» Excerpt
++++++++
Oakland’s encampment closures more than doubled in the months after the ruling, from 14.4 per month to 32.2, according to a UC Berkeley study published in the American Journal of Public Health. But 41% of closed sites were closed more than once. One location was swept 18 times in four years. The study’s own authors don’t dispute this: co-author Prabhleen Kaur has said the repeat-closure rate raises real doubts about whether the sweeps are accomplishing anything. Where the piece parts ways with that reading is on what to conclude from it: cities are clearing the same sites over and over with no lasting consequence for reoccupying them. A sweep with no follow-through doesn’t eliminate an encampment. It relocates it. The fires follow.

In Los Angeles, Mayor Karen Bass responded to the Grants Pass ruling by calling it “disappointing.” Homelessness-related arrests increased 68% in the six months after the ruling, from 920 to 1,549, in the same city now averaging 46 encampment fires a day. Her department reached for the enforcement tool more, not less, once the ruling made it available – even as she publicly objected to having it.

In May 2025, the governor’s office released a model encampment ordinance for cities to adopt. It was entirely voluntary. A CalMatters analysis from August 2025 found California cities have a patchwork of wildly inconsistent policies: some have detailed 10-page frameworks, some have no policy at all, and the state provided no consequence for inaction.

The structural problem was never addressed: cities kept sweeping camps and letting them re-form in the same places, with no lasting consequence for either the camps or the officials who tolerated them. Oakland’s new Encampment Abatement Policy, which finally repealed the 2020 freeze, passed the city council 5-1 in April 2026 – nearly two years after the Supreme Court ruling that made it possible – over the objections of dozens of advocates who still called it “criminalizing homelessness.” The fires have been burning the whole time.

The Takeaway

There is a version of this story that attributes the crisis to poverty, housing costs, mental illness, and federal underfunding. All of those things are real. None of them explain why the 9th Circuit’s 2018 ruling became a six-year paralysis, why Oakland’s policy freeze lasted until 2026, why Mayor Bass called a Supreme Court green light disappointing, why the governor’s model ordinance came with no enforcement mechanism, or why Oakland’s own sensitivity-zone map happens to exempt the hills and target the Flats.
++++++++
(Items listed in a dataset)
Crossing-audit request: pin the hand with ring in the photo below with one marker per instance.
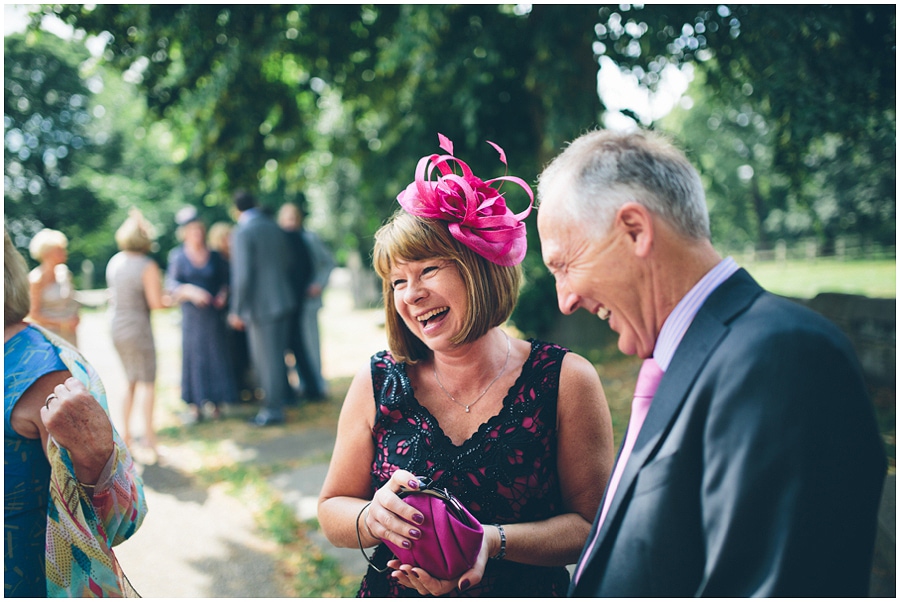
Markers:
(389, 517)
(78, 423)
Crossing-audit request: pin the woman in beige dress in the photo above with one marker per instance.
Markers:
(136, 289)
(53, 303)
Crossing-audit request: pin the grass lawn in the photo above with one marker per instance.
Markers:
(806, 279)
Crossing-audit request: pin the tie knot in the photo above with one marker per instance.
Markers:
(648, 379)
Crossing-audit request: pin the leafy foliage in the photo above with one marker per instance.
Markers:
(46, 114)
(332, 105)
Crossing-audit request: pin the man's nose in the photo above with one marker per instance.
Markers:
(568, 301)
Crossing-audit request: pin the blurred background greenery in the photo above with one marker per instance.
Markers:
(789, 112)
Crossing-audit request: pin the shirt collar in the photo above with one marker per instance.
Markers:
(680, 319)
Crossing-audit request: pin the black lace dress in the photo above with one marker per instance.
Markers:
(505, 473)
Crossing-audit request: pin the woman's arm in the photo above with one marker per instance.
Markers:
(80, 425)
(585, 459)
(347, 487)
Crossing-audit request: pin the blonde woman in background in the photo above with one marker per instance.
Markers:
(136, 289)
(219, 239)
(53, 303)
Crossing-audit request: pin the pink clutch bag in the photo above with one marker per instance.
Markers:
(451, 536)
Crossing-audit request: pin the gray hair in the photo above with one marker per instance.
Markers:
(602, 170)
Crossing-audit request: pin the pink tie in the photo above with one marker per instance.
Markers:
(648, 381)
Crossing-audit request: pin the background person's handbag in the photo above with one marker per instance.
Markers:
(451, 536)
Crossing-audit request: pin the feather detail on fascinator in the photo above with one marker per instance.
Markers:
(476, 212)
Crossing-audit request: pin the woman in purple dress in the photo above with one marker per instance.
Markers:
(198, 278)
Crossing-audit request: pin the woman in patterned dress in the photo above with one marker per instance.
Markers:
(518, 430)
(49, 389)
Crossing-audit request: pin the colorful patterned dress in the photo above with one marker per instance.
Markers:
(505, 473)
(41, 495)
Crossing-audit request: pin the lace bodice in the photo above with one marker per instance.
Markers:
(505, 473)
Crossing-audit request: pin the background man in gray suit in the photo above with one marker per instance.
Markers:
(758, 468)
(261, 301)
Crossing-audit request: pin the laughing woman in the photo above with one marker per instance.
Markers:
(519, 431)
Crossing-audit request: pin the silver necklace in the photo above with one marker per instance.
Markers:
(496, 378)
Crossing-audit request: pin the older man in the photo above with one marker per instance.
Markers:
(752, 465)
(262, 301)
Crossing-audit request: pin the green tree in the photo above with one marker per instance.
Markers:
(47, 117)
(801, 96)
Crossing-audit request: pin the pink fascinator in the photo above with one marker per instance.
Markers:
(476, 212)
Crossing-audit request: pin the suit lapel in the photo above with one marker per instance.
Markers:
(708, 328)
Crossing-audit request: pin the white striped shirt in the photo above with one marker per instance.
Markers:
(680, 319)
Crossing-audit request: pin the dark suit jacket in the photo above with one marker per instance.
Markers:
(759, 468)
(259, 271)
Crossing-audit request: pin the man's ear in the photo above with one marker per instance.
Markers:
(636, 221)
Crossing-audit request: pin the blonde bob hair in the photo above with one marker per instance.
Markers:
(491, 290)
(45, 240)
(135, 234)
(16, 295)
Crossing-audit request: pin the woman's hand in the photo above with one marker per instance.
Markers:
(418, 578)
(79, 424)
(389, 518)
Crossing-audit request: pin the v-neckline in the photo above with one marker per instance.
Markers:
(505, 408)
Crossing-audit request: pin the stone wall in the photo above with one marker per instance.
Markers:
(871, 325)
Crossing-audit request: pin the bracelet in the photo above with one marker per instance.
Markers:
(369, 559)
(502, 553)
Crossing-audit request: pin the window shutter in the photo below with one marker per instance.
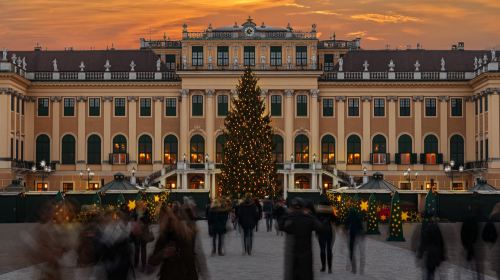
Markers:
(439, 159)
(422, 159)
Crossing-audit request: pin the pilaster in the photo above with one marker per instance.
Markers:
(289, 117)
(132, 129)
(443, 126)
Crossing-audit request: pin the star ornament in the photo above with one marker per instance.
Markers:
(404, 216)
(131, 205)
(364, 206)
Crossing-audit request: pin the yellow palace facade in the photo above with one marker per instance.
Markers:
(70, 120)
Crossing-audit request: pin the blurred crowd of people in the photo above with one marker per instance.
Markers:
(113, 243)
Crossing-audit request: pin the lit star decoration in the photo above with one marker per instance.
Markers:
(372, 223)
(395, 222)
(364, 205)
(131, 205)
(404, 216)
(247, 154)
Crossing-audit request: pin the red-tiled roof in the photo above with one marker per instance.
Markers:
(94, 60)
(429, 60)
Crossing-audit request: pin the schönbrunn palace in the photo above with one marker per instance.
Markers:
(70, 120)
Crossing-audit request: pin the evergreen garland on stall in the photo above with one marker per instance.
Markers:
(248, 165)
(372, 223)
(395, 222)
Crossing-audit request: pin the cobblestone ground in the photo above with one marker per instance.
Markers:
(383, 260)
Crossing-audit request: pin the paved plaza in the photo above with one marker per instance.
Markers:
(383, 260)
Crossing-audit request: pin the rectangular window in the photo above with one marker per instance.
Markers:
(222, 105)
(249, 55)
(145, 104)
(379, 107)
(67, 186)
(301, 55)
(404, 107)
(170, 61)
(94, 107)
(456, 107)
(276, 56)
(327, 107)
(69, 107)
(170, 107)
(120, 107)
(222, 56)
(276, 105)
(197, 55)
(301, 105)
(197, 109)
(43, 107)
(353, 107)
(430, 107)
(328, 62)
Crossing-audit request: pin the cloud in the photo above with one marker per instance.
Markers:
(380, 18)
(356, 34)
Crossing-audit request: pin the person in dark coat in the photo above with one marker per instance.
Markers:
(267, 208)
(431, 249)
(247, 218)
(278, 214)
(175, 248)
(469, 236)
(326, 237)
(259, 213)
(354, 227)
(217, 220)
(299, 225)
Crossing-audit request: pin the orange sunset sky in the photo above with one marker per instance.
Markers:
(436, 24)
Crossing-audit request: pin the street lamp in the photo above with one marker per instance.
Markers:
(89, 174)
(45, 171)
(448, 169)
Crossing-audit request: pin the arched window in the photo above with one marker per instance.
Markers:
(197, 183)
(328, 150)
(94, 149)
(431, 149)
(220, 143)
(170, 149)
(457, 149)
(301, 149)
(197, 149)
(405, 149)
(68, 149)
(379, 150)
(42, 148)
(145, 149)
(278, 148)
(353, 150)
(302, 182)
(119, 155)
(119, 144)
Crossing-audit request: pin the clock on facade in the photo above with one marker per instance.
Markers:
(249, 31)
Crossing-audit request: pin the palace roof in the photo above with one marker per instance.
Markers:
++++++++
» Work item
Rewrite the part of the encampment-policy excerpt starting with "In Los Angeles, Mayor" and going on through "consequence for inaction.", swapping "voluntary" for "optional".

» Exercise result
In Los Angeles, Mayor Karen Bass responded to the Grants Pass ruling by calling it “disappointing.” Homelessness-related arrests increased 68% in the six months after the ruling, from 920 to 1,549, in the same city now averaging 46 encampment fires a day. Her department reached for the enforcement tool more, not less, once the ruling made it available – even as she publicly objected to having it.

In May 2025, the governor’s office released a model encampment ordinance for cities to adopt. It was entirely optional. A CalMatters analysis from August 2025 found California cities have a patchwork of wildly inconsistent policies: some have detailed 10-page frameworks, some have no policy at all, and the state provided no consequence for inaction.